Problem: Exactly reproduce the line containing "For each instance of the european" together with every line after it, through the end of the entries, and give nothing more.

Data:
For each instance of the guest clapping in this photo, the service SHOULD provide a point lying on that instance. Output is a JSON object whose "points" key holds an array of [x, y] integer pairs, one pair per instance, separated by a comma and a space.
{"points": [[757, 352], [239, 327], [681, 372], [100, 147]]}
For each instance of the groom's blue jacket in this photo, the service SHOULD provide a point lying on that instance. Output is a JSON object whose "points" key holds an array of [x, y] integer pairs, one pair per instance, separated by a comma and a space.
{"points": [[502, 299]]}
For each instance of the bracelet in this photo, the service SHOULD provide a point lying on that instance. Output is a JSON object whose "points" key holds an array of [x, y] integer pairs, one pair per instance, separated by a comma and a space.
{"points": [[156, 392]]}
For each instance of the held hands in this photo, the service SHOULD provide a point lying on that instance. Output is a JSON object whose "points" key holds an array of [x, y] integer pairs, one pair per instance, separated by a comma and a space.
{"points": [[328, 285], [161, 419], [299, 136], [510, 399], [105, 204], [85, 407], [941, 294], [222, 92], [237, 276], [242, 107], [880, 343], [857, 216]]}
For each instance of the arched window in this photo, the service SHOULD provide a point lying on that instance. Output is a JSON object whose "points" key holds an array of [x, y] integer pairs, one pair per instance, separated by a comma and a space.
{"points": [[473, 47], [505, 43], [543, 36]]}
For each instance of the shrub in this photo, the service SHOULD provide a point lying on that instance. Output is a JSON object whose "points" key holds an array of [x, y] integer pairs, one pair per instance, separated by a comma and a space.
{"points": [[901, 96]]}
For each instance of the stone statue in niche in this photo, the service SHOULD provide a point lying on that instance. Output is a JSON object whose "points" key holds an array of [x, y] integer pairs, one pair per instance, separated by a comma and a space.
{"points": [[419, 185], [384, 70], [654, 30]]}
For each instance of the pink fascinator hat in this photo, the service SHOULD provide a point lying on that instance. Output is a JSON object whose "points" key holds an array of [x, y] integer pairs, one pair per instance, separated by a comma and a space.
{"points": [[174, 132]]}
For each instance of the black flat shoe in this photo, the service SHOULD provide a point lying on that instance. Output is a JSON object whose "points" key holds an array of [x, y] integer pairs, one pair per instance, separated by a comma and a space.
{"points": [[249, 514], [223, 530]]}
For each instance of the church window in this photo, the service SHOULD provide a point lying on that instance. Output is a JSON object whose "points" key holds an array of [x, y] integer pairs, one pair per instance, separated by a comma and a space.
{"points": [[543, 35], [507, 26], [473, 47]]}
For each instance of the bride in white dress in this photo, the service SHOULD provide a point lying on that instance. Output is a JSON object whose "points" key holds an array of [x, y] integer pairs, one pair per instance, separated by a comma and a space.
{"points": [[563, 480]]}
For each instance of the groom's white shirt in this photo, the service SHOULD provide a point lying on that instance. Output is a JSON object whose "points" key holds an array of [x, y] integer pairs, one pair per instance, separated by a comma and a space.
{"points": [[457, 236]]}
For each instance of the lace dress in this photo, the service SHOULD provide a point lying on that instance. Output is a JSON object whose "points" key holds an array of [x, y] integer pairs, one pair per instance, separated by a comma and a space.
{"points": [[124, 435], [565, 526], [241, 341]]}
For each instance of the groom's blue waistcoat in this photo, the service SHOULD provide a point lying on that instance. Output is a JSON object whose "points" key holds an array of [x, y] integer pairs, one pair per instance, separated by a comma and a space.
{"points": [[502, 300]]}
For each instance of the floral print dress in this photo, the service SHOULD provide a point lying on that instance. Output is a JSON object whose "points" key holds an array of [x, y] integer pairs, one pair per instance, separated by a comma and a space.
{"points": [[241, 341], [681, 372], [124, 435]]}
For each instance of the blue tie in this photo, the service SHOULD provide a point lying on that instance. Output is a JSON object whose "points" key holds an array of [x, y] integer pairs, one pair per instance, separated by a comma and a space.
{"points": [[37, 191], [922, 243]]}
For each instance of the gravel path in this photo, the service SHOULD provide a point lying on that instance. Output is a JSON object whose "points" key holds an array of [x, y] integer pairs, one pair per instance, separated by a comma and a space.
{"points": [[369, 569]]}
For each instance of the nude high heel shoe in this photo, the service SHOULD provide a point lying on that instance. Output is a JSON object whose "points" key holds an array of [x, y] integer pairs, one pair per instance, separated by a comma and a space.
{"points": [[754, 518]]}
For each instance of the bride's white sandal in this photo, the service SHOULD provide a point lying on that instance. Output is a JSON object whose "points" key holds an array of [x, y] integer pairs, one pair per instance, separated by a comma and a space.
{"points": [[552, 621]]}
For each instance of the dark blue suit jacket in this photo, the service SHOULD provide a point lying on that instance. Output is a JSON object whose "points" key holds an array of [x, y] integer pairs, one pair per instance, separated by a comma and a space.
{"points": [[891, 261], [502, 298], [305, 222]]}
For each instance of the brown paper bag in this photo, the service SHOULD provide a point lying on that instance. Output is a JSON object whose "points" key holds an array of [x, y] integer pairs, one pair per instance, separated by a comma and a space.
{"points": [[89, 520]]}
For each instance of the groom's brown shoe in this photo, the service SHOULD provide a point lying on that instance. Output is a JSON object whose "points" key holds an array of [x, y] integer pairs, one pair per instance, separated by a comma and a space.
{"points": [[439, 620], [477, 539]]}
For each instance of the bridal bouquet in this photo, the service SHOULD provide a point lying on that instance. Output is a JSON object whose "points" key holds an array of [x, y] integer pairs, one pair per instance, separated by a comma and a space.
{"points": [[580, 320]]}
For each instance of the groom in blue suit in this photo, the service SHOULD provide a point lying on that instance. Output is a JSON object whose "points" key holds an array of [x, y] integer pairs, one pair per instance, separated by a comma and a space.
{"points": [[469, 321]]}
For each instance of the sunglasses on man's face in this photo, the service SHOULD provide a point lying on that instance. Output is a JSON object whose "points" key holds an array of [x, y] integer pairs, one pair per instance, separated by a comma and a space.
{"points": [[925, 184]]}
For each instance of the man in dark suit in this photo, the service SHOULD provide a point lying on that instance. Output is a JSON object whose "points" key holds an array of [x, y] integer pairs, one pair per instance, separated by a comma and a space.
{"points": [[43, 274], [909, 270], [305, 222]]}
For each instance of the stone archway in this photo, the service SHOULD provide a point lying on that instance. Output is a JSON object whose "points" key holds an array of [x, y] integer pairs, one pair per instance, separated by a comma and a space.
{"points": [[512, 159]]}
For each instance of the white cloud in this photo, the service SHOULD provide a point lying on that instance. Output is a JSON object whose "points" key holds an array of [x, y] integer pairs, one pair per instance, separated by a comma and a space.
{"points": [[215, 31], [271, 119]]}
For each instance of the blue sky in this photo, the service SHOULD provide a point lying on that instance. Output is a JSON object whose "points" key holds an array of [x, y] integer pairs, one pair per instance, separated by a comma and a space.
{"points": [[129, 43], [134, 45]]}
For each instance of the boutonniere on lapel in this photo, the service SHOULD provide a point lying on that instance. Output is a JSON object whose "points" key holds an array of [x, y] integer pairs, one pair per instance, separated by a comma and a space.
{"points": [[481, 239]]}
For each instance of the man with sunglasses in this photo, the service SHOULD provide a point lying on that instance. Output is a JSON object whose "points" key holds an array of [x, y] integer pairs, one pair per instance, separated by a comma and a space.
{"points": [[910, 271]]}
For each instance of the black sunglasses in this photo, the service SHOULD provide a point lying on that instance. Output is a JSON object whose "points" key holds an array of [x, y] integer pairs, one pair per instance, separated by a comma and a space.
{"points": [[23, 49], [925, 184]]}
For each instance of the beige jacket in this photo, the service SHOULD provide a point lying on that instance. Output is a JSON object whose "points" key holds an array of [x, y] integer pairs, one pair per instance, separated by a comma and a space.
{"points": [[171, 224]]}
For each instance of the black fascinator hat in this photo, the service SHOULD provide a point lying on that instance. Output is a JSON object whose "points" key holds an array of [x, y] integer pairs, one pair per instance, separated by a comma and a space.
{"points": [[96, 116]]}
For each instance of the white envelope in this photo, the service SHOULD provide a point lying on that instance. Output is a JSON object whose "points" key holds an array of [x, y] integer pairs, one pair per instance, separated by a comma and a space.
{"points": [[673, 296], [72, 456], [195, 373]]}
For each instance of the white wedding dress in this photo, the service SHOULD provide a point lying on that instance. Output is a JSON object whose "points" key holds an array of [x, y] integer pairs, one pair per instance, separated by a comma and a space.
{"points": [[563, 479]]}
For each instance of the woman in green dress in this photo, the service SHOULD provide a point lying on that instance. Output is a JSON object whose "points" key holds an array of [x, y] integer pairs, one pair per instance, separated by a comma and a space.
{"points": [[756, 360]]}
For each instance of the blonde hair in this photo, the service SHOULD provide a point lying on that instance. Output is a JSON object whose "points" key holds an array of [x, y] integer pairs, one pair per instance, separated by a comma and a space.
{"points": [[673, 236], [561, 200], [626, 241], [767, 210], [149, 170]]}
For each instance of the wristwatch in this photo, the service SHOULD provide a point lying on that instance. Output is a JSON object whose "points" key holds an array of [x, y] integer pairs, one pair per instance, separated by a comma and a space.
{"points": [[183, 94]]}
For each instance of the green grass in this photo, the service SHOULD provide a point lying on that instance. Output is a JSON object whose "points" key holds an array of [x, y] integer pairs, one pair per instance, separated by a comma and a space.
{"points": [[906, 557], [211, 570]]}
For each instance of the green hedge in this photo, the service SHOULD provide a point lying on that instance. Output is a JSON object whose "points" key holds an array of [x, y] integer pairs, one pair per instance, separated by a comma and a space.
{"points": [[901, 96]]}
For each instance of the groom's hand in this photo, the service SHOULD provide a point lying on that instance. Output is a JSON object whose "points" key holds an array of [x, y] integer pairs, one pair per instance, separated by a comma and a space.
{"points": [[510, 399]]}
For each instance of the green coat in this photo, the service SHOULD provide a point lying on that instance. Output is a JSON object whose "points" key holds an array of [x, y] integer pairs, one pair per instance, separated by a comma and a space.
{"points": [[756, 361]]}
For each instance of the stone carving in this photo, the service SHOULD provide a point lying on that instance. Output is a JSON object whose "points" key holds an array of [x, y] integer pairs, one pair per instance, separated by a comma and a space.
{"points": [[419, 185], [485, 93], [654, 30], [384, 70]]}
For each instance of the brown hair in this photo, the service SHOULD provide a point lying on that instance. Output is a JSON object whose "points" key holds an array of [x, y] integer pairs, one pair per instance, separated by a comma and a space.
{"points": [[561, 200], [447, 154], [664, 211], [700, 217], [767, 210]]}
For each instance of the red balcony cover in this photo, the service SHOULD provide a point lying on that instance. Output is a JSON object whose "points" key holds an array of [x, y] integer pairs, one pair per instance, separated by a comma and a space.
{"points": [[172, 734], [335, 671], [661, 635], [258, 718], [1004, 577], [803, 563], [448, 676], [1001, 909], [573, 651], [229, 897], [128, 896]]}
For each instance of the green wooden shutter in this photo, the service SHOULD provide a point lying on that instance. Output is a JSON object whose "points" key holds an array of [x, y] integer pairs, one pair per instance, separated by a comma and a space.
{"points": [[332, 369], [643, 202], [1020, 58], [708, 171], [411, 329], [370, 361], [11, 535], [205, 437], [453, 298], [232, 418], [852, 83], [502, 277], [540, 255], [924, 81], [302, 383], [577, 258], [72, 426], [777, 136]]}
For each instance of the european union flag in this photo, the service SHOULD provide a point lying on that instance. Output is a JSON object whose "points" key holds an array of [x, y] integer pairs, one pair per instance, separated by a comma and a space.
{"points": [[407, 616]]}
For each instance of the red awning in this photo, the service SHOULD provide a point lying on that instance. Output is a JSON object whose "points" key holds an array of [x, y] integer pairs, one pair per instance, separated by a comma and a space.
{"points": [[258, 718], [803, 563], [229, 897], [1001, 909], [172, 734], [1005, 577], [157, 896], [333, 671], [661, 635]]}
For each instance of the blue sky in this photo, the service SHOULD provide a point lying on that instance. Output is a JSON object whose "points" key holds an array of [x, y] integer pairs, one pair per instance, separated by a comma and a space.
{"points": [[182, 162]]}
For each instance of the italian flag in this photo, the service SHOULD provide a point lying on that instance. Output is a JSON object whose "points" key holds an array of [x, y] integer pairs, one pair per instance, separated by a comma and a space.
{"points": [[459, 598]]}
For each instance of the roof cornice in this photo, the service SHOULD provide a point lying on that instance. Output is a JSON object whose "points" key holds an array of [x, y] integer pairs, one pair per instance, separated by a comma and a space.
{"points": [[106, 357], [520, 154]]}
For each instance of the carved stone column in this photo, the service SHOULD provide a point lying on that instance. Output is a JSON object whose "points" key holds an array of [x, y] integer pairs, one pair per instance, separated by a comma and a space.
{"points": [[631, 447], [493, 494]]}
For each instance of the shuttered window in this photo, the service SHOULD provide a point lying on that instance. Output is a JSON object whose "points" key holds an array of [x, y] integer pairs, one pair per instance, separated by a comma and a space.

Correct result:
For each instance of the european union flag in this photo, the service SHOULD provide a point lying on that instance. Output is a JSON object whose "points" key holds an array of [x, y] integer pairs, one pair per instance, separated by a comma and a space.
{"points": [[407, 616]]}
For each instance of the red awning in this photo, the service SHOULD provide a point lying on that instance. Output is a JSON object whose "points" key holds an array of [x, y] integer pairs, one pair per instance, separated by a comma and a space.
{"points": [[258, 718], [803, 563], [229, 897], [1001, 909], [172, 734], [1005, 577], [157, 896], [333, 671], [661, 635]]}
For each instance of the blue sky in this photo, the service SHOULD provide a point lying on that instance. Output is a JSON object whose "points" key holds an array of [x, y] integer pairs, one pair per instance, separated by a comma and a space.
{"points": [[182, 162]]}
For each instance of the italian flag in this photo, the service SHOULD provide a point lying on that instance. Output is a JSON object whose "points" key holds an array of [x, y] integer pairs, one pair per instance, separated by a comma and a space.
{"points": [[459, 598]]}
For each instance of the roof cornice in this photo, the service SHOULD provide a point lying on that instance. Output is a JSON object whose "points" key holds an array of [x, y] integer pairs, one pair per instance, separated by a comma and a space.
{"points": [[106, 357], [520, 154]]}
For each instance of the carved stone column in this photo, the service SHOULD provide a point lying on that instance. Output is a JSON object whose "points" key holds an array of [x, y] integer pairs, one pair per instance, separated by a comma and a space.
{"points": [[631, 447], [493, 494]]}
For each instance of the shuttered window in this photo, the service SHOULD provide a point lying on that instance. Output is a JSON object whose "points" key holds an array of [x, y] integer pairs, one pair per instance, separated by a comma and a space.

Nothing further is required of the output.